Show every line below that contains the word "foliage".

Lines of data
● ● ●

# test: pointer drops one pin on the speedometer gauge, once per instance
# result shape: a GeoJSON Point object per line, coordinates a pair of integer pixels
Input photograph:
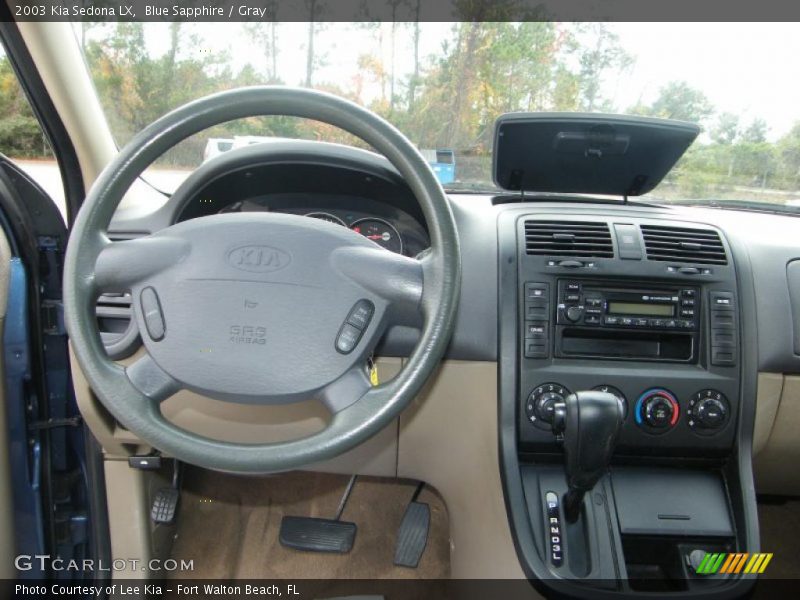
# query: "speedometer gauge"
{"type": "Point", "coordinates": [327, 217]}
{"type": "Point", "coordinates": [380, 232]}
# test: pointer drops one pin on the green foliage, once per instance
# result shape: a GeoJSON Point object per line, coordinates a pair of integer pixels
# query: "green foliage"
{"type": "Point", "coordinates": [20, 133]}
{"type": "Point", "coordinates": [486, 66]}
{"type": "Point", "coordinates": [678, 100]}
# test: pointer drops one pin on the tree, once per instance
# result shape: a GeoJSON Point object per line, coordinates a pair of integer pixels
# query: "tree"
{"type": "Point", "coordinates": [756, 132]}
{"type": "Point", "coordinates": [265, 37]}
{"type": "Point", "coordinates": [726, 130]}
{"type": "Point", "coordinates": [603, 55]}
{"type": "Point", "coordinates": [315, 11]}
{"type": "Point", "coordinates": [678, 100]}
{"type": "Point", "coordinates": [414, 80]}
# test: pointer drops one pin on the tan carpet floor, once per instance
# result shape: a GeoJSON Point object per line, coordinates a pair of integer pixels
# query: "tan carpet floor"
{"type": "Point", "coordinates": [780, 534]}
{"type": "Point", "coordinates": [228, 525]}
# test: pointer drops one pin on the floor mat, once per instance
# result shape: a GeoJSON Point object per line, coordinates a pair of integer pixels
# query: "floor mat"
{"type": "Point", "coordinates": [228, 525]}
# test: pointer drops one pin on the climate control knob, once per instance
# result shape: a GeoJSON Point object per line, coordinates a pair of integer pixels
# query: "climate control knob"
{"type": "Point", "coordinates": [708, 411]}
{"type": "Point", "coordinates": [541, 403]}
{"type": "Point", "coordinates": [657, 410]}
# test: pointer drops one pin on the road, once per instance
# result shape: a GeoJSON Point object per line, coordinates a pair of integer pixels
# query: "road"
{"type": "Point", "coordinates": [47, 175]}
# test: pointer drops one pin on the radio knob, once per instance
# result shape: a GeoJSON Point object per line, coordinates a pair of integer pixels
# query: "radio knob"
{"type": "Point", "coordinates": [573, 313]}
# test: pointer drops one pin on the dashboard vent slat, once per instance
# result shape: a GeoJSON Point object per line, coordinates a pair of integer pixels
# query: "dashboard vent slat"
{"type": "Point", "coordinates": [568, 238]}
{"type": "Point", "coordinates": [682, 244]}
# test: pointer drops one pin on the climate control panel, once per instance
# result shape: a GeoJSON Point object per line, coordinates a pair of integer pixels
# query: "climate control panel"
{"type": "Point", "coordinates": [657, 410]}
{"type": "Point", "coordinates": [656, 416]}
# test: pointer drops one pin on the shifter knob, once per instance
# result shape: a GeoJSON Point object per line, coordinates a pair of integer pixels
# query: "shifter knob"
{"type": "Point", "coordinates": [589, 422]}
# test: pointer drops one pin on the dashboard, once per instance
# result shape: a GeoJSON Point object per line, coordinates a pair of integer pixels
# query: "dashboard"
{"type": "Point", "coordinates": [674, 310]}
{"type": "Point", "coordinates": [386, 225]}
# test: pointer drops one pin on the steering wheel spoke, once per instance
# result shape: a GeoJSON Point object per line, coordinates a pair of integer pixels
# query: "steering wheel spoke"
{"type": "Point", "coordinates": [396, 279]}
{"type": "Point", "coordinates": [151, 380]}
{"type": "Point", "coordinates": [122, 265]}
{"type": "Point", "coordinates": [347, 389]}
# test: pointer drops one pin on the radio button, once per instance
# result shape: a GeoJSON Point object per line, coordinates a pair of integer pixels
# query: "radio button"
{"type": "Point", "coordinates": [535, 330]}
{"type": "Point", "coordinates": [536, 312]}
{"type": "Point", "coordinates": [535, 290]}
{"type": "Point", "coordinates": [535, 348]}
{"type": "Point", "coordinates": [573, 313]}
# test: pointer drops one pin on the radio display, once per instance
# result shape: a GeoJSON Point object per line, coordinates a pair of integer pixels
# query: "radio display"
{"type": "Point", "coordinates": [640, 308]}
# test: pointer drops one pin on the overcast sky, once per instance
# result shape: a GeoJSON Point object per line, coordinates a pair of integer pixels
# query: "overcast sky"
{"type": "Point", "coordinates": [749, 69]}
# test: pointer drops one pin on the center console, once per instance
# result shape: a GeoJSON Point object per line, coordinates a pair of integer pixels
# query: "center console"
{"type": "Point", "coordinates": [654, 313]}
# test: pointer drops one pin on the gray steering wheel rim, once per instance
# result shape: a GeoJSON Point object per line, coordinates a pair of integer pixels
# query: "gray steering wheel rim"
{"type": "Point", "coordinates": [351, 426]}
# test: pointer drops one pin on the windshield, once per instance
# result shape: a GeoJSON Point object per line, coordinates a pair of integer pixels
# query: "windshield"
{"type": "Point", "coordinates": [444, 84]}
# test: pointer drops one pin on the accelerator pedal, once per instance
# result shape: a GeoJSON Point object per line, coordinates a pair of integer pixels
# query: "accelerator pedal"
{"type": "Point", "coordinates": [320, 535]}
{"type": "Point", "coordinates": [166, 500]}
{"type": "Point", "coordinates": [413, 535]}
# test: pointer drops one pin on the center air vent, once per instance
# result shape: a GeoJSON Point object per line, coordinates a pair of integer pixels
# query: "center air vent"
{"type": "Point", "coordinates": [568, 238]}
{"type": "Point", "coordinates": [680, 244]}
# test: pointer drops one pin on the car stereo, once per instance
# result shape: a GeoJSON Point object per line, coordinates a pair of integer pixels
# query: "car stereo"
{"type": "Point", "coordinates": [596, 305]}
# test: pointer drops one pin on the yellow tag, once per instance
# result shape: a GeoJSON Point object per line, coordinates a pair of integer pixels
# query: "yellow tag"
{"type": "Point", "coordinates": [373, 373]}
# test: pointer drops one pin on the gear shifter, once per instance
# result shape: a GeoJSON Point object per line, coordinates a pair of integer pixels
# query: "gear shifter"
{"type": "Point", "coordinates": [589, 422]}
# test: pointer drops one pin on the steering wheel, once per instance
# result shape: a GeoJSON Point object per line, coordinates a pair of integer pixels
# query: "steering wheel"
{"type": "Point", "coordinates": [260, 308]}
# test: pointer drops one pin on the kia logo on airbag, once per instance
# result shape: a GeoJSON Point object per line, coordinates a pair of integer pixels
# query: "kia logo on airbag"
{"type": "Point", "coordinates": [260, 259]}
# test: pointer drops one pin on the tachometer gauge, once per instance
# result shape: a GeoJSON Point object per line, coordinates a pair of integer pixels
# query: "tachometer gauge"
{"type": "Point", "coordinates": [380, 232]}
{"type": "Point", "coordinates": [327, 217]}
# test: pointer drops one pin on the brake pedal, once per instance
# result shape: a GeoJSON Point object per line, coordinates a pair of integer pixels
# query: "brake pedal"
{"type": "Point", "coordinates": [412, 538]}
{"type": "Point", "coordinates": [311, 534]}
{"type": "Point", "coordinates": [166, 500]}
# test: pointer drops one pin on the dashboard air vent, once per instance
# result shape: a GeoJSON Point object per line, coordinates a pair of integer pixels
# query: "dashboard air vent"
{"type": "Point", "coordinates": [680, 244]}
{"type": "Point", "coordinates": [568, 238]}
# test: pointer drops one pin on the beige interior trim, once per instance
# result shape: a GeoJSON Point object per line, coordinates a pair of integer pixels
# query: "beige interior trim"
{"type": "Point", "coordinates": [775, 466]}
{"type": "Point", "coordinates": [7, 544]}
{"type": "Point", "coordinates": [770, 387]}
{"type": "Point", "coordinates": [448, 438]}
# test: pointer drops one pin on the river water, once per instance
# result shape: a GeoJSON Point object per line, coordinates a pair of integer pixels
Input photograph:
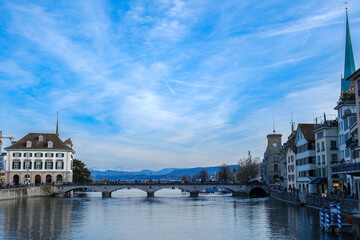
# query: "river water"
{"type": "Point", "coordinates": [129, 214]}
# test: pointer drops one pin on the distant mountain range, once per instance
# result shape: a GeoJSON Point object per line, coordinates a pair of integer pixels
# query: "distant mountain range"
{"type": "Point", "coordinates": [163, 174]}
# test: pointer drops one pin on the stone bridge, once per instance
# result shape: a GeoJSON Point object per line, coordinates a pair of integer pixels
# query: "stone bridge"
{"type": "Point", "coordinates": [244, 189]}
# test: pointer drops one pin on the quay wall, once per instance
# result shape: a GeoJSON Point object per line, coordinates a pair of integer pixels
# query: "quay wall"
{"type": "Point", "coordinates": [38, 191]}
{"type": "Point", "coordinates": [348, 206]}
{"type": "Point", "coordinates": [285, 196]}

● ● ●

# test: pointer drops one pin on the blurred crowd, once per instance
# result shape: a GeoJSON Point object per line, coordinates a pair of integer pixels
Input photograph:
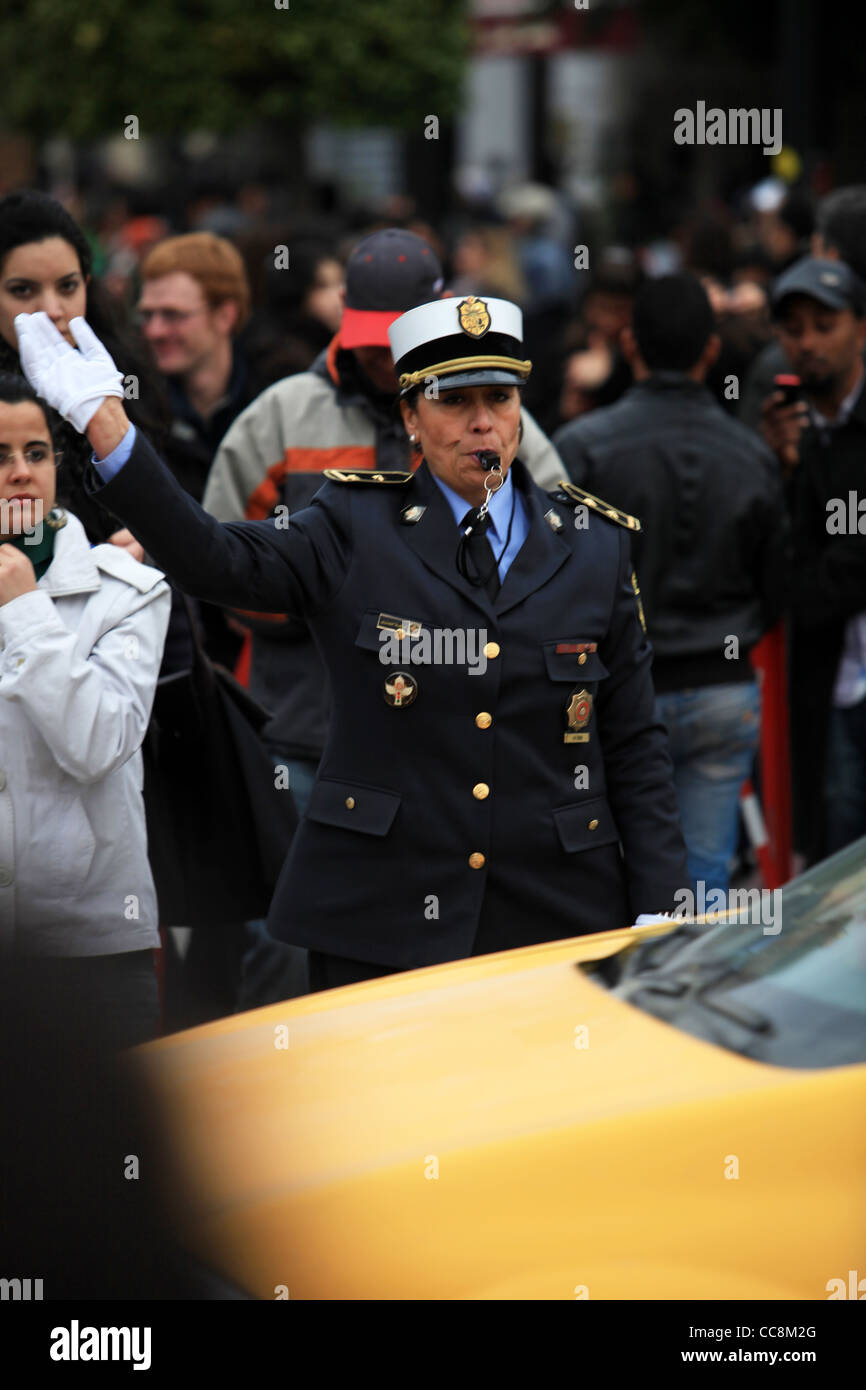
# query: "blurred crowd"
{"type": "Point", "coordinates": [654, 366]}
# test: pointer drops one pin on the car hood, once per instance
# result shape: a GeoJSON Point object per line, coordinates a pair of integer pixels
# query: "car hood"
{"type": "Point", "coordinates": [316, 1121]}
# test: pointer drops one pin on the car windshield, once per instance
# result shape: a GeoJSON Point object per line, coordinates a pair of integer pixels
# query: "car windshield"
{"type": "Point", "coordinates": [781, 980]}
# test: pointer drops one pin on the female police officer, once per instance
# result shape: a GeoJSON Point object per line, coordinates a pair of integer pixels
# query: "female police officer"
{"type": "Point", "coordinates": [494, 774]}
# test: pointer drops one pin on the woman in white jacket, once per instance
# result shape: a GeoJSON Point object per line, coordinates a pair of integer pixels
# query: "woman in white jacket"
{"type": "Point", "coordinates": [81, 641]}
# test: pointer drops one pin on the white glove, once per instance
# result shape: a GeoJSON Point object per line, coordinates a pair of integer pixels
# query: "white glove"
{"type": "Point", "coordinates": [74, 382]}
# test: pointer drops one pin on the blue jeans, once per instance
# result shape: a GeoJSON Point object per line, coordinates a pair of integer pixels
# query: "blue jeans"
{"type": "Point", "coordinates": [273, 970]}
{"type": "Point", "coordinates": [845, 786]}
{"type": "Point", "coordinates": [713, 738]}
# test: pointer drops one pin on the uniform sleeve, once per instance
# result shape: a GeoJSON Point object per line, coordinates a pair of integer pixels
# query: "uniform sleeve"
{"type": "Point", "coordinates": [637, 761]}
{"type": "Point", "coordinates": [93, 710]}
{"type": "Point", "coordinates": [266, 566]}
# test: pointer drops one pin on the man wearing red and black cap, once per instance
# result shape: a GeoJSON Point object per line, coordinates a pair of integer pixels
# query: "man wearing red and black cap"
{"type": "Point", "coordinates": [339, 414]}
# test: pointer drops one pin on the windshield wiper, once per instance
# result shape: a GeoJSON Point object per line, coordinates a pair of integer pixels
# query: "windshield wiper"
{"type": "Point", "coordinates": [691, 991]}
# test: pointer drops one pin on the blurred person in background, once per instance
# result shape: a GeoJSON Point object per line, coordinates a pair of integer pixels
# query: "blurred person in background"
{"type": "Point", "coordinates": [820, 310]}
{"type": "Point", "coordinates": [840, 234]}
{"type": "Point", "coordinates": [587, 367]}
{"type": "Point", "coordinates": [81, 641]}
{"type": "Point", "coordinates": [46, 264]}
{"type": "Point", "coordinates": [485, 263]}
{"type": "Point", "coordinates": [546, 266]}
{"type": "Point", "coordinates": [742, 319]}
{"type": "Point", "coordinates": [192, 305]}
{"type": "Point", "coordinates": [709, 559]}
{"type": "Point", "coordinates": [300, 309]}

● ● ●

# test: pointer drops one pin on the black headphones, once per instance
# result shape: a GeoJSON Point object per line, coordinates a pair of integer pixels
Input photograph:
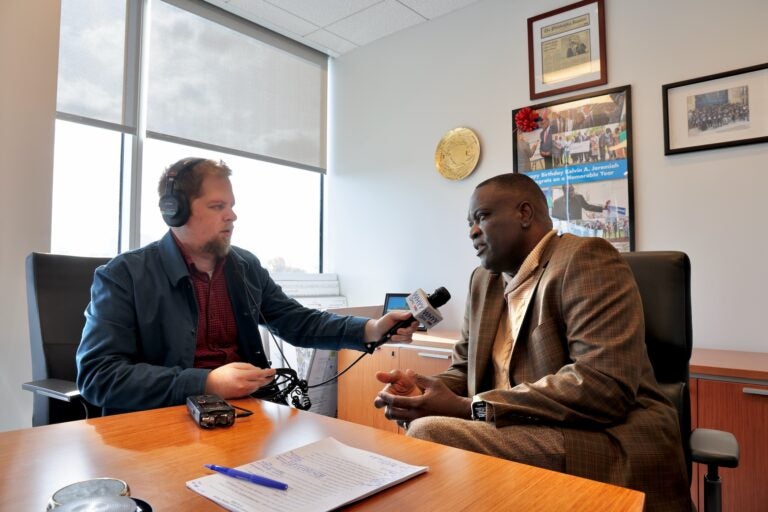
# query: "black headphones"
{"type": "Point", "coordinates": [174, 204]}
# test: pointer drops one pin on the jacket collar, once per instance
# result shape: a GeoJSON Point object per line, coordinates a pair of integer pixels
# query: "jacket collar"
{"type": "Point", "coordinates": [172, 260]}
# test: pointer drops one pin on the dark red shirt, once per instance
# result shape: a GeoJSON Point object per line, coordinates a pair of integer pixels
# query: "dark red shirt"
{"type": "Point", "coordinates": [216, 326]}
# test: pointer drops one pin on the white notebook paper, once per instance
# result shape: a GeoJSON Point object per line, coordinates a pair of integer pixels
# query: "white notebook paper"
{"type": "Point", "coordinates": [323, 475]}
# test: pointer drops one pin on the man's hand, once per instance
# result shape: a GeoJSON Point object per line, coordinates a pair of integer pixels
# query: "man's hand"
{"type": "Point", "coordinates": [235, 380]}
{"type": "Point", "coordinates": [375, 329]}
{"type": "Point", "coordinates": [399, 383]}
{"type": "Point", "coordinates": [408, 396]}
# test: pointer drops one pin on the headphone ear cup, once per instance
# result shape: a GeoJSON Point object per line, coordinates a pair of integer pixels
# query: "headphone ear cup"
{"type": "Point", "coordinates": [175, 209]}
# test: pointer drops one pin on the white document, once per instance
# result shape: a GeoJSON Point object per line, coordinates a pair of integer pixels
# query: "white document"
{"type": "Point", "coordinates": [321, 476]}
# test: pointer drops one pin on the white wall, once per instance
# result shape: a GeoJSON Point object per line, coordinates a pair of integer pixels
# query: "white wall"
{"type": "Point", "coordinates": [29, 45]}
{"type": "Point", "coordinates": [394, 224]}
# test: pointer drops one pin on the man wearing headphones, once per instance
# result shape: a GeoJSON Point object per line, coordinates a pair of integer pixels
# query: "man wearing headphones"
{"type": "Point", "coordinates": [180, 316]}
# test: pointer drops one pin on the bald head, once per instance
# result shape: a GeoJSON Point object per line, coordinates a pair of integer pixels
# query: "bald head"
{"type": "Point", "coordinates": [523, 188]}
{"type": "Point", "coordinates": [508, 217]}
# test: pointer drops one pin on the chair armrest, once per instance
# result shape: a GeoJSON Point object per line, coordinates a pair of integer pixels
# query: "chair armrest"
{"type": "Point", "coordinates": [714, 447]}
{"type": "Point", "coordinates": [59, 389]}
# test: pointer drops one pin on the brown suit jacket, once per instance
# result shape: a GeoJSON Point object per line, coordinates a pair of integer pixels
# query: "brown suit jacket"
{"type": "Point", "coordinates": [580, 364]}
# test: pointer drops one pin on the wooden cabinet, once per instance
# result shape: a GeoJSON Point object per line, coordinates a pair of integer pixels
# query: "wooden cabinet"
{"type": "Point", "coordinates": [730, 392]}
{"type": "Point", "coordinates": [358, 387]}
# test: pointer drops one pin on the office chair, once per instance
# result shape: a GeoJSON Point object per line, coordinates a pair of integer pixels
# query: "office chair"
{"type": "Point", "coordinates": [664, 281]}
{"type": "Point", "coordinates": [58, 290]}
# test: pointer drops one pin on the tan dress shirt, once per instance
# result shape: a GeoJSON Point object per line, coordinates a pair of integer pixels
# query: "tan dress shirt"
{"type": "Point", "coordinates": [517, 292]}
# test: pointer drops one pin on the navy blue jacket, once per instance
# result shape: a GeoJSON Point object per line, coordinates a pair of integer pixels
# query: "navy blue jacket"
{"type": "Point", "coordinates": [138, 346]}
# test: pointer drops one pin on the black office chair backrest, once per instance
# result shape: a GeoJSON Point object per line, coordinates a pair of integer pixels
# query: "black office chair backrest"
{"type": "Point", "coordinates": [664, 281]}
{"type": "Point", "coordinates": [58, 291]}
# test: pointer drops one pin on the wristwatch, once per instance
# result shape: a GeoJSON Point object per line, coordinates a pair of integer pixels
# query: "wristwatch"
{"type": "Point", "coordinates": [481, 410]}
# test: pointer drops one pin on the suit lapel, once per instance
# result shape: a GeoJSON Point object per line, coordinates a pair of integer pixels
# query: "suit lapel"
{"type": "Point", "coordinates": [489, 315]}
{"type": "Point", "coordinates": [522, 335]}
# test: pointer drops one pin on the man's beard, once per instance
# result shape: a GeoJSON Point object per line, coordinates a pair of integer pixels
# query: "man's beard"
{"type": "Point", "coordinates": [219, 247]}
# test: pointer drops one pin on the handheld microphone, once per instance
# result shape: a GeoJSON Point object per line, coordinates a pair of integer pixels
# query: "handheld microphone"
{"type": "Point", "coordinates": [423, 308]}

● ● ●

FULL OUTPUT:
# test: pointer drops one pin on the green foliage, once per instance
# query: "green foliage"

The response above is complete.